XIXE-XXE SIÈCLES

Le trésor des Brown-Sulzer

Par Élisabeth Santacreu · Le Journal des Arts

Le 2 octobre 2024 - 506 mots

La Fondation de l’Hermitage expose les œuvres majeures du XIXe siècle de la Fondation allemande Langmatt.

Lausanne (Suisse). En novembre 2023, la Fondation Langmatt de Baden, vendait trois tableaux de Paul Cézanne, dont Fruits et pot de gingembre (entre 1890 et 1893). Cette nature morte avait été acquise quatre-vingt-dix ans avant, à quelques jours près, par le couple Brown-Sulzer dont la collection est à l’origine du musée. En butte à la réprobation et notamment à celle de l’ICOM (Conseil international des musées), le directeur, Markus Stegmann, plaidait pour la recapitalisation de sa fondation, nécessaire en vue de travaux indispensables qui devaient être réalisés.
⁂
## Travail à faire
[A] Veuillez expliquer en une à trois phrases pourquoi, selon l'extrait, le directeur de la Fondation Langmatt plaidait pour la recapitalisation de sa fondation.
[B] D'après l'extrait, quelle collection est à l'origine du musée de la Fondation Langmatt ?

## Données fournies
⁂
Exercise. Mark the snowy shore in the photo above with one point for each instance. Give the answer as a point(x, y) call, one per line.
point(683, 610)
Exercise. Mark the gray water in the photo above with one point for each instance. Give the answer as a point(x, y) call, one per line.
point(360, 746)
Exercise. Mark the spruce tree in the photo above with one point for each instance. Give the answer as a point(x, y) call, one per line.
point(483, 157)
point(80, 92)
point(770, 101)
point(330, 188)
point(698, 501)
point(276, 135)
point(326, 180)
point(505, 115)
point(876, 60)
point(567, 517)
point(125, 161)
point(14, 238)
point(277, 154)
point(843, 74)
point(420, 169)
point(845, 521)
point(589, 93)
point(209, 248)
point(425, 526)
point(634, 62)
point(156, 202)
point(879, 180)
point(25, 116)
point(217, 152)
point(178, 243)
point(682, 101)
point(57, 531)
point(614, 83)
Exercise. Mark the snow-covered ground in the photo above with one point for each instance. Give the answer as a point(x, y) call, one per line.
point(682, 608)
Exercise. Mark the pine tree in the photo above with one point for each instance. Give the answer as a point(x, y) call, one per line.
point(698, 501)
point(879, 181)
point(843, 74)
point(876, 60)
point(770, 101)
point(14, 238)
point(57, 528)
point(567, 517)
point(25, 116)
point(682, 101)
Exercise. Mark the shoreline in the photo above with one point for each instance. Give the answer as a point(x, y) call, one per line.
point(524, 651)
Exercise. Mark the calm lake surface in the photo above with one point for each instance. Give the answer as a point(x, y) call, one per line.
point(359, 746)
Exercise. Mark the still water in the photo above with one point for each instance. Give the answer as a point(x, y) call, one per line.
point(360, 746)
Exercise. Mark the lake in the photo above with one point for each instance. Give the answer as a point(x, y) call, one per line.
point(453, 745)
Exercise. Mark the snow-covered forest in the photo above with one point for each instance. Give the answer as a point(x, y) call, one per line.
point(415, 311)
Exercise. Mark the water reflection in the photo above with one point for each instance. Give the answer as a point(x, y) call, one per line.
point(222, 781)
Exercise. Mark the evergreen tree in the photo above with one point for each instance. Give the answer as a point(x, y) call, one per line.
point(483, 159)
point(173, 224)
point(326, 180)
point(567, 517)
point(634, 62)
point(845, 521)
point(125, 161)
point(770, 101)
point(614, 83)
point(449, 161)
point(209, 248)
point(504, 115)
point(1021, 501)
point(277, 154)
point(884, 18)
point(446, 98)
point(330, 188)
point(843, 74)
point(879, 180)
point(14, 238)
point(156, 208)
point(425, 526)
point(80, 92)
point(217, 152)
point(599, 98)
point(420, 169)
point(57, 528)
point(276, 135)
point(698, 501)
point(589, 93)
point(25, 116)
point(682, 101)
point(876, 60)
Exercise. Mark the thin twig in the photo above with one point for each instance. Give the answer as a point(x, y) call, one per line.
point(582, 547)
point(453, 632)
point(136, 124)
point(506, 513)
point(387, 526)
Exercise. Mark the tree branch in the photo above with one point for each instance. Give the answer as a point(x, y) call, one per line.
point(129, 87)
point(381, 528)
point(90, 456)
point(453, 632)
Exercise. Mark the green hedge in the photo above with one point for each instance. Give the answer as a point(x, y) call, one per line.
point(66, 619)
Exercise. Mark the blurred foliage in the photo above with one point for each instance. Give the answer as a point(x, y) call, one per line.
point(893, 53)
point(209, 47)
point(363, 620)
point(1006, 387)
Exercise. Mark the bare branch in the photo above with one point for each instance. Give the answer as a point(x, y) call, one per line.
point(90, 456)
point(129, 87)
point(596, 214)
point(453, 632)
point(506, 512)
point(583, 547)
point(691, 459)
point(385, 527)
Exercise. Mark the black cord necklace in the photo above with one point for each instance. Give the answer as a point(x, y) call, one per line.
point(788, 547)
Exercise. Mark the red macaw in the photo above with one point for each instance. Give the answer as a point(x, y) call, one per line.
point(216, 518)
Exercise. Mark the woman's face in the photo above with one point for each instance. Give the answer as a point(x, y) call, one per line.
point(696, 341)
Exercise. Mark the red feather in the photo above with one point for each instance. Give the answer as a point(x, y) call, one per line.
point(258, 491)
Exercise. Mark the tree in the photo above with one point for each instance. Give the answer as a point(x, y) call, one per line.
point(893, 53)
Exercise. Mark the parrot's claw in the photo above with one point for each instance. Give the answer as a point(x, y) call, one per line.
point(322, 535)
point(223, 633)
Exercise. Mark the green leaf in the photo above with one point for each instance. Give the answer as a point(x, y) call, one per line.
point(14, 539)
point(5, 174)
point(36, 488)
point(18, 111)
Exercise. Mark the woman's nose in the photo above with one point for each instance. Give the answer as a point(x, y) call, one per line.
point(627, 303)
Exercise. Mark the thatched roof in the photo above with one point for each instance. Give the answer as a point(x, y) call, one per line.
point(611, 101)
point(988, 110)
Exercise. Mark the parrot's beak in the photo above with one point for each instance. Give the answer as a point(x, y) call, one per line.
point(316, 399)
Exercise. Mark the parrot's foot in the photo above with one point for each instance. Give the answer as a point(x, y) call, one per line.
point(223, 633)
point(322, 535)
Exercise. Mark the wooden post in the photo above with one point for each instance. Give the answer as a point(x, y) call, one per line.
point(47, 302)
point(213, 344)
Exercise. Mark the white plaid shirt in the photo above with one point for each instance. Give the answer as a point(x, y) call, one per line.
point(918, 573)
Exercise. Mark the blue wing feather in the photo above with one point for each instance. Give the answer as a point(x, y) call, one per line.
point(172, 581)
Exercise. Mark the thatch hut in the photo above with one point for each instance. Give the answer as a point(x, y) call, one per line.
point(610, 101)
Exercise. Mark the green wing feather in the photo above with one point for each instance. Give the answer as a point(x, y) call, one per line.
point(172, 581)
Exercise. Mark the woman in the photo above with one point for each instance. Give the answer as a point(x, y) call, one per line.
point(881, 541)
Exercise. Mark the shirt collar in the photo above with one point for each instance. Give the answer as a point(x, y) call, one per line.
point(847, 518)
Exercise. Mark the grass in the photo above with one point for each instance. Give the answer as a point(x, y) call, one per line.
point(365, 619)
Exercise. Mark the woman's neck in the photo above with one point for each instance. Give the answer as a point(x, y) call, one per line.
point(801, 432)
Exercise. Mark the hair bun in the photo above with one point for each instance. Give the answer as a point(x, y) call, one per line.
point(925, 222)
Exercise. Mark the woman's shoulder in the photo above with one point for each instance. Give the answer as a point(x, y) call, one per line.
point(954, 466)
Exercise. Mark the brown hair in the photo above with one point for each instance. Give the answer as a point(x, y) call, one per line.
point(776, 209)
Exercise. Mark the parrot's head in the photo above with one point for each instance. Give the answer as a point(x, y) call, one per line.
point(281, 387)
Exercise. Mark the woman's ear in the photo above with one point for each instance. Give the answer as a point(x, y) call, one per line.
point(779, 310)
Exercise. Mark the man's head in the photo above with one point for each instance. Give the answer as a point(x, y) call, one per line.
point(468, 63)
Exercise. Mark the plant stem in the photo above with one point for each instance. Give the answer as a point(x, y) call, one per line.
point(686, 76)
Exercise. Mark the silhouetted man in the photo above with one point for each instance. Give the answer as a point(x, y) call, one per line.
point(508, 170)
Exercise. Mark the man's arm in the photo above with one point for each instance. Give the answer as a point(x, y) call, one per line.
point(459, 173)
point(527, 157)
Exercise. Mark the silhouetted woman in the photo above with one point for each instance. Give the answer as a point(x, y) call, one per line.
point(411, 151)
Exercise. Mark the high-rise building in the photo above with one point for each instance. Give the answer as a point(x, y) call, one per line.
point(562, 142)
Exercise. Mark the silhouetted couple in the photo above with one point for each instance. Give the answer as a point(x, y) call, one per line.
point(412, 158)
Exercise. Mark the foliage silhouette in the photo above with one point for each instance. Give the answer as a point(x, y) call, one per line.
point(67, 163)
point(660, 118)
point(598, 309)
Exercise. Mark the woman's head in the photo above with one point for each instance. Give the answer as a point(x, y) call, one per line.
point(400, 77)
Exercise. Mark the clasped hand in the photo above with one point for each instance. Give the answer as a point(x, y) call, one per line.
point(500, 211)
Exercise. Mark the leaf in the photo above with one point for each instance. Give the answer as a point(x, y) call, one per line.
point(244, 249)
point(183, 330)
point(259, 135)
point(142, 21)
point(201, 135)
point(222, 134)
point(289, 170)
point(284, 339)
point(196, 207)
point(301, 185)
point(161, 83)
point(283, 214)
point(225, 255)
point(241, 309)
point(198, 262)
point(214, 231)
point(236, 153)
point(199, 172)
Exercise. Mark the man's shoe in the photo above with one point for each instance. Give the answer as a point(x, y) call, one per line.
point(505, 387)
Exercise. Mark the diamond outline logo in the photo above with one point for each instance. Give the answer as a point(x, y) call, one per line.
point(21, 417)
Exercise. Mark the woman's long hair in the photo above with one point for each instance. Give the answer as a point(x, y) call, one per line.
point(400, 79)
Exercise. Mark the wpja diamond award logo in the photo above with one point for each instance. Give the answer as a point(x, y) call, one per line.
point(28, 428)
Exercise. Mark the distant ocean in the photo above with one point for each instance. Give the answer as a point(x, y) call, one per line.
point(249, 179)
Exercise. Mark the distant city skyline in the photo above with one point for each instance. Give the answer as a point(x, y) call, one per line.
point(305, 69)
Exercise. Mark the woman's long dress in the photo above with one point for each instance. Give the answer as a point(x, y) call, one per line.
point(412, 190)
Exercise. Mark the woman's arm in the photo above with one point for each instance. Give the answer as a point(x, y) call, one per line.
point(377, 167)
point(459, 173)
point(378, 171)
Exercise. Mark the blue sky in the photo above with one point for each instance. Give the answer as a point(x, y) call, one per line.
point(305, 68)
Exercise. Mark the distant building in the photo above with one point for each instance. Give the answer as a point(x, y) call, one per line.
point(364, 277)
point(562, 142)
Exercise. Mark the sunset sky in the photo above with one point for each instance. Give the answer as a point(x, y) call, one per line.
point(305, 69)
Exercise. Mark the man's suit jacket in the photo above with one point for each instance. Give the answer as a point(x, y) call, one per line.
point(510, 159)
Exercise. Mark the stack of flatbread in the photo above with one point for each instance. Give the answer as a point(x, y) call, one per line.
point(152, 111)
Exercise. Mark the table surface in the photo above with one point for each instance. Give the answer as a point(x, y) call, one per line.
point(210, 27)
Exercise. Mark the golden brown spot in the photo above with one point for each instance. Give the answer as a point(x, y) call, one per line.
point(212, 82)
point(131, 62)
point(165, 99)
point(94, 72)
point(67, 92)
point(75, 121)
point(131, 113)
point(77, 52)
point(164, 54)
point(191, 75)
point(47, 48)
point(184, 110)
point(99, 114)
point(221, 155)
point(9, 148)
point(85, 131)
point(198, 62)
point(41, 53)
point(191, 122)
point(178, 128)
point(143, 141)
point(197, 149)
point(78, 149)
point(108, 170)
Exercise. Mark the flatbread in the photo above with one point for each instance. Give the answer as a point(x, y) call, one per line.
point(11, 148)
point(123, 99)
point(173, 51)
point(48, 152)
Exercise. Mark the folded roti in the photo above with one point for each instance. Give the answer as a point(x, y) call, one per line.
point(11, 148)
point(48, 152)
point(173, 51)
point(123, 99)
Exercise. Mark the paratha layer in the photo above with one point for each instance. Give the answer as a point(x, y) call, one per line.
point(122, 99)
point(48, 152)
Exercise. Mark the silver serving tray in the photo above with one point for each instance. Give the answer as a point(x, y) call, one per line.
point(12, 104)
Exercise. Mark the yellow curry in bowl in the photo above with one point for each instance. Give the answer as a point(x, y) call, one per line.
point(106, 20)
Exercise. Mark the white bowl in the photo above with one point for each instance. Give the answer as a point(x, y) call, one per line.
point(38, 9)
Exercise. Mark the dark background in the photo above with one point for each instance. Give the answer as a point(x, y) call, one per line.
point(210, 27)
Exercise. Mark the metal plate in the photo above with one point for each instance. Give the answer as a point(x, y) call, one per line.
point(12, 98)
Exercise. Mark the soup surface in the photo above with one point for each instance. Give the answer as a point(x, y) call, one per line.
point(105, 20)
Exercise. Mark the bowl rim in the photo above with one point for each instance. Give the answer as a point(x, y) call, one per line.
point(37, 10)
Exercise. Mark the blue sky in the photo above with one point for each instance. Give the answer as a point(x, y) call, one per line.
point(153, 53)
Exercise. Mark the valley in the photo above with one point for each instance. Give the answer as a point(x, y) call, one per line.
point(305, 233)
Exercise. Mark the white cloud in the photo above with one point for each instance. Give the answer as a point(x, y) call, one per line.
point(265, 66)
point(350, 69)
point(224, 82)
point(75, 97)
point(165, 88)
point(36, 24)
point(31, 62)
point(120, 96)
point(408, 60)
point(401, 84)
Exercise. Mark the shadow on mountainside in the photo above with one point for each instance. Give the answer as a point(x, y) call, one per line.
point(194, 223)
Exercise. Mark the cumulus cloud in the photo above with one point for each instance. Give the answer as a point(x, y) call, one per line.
⁂
## Réponses complètes
[A] Le directeur, Markus Stegmann, jugeait cette recapitalisation nécessaire en vue de travaux indispensables qui devaient être réalisés.

[B] La collection du couple Brown-Sulzer.